SARS-CoV-2 VOCs dependent on IFITM2 for efficient infection establishment

Interferon-inducible transmembrane proteins (IFITMs), including IFITMs 1, 2, and 3, are well-known for their inhibitory effects against numerous viral pathogens including the highly pathogenic severe acute respiratory syndrome coronavirus 2 (SARS-CoV-2). As several SARS-CoV-2 variants of concern (VOCs) are emerging globally and replacing previous strains, it is crucial to investigate the role of IFITMs in VOC replication. To this end, previous studies have shown that an early SARS-CoV-2 isolate NL-02-2020 hijacks IFITMs for efficient replication in human cells.

Study: SARS-CoV-2 variants of concern are dependent on IFITM2 for efficient replication in human lung cells. Image Credit: Kateryna Kon /

In a recent study published on the bioRxiv* preprint server, researchers demonstrate that the Alpha, Beta, Gamma, and Delta variants of SARS-CoV-2 require endogenous IFITM2 expression for efficient replication inside iPSC-derived alveolar epithelial type II (iATII) cells, the target cells of SARS-CoV-2 in human lungs. In addition, the researchers found that an anti-IFITM2 antibody inhibits the replication of the Delta variant in iATII cells by more than 90%.

About the study

The researchers performed full-genome sequence analyses of all the SARS-CoV-2 Alpha, Beta, Gamma, and Delta VOCs to determine whether they require IFITM proteins for efficient replication. The researchers also verified that these variants show expected mutations in spike (S) protein and compared all results to the NL-02-2020 isolate.

The researchers performed small interfering ribonucleic acid RNA (siRNA) knockdown (KD) studies in the human epithelial lung cancer cell line Calu-3, which endogenously expresses ACE2, and all three IFITM proteins to examine the role of endogenous IFITM expression on infection by SARS-CoV-2 VOCs. Viral replication was examined by quantitative reverse transcription-polymerase chain reaction (qRT-PCR), which estimated viral nucleocapsid (N) RNA levels in the cell culture supernatants two days after infection with SARS-CoV-2 variants.

####

- _Tasks to carry out_
1. In the text on SARS-CoV-2 variants and IFITM2, by how much did an anti-IFITM2 antibody inhibit replication of the Delta variant in iATII cells?
2. Repeat the part of the SARS-CoV-2 variants text that opens with the words containing "SARS-CoV-2 VOCs dependent" and closes with "in human cells.".

####

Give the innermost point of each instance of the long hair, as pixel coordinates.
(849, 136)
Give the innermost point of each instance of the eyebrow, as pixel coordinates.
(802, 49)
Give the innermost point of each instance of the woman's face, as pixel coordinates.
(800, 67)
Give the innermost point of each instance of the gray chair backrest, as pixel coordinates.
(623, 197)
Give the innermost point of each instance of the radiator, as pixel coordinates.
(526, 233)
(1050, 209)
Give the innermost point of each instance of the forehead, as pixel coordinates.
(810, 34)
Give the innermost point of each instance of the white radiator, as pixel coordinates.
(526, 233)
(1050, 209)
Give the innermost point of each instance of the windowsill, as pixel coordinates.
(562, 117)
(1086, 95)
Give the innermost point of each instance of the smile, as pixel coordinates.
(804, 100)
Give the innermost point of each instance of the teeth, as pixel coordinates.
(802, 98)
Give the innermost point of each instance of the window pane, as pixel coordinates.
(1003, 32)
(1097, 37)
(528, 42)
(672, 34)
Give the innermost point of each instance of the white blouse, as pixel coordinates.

####

- _Task answers_
1. By more than 90%.

2.
SARS-CoV-2 VOCs dependent on IFITM2 for efficient infection establishment

Interferon-inducible transmembrane proteins (IFITMs), including IFITMs 1, 2, and 3, are well-known for their inhibitory effects against numerous viral pathogens including the highly pathogenic severe acute respiratory syndrome coronavirus 2 (SARS-CoV-2). As several SARS-CoV-2 variants of concern (VOCs) are emerging globally and replacing previous strains, it is crucial to investigate the role of IFITMs in VOC replication. To this end, previous studies have shown that an early SARS-CoV-2 isolate NL-02-2020 hijacks IFITMs for efficient replication in human cells.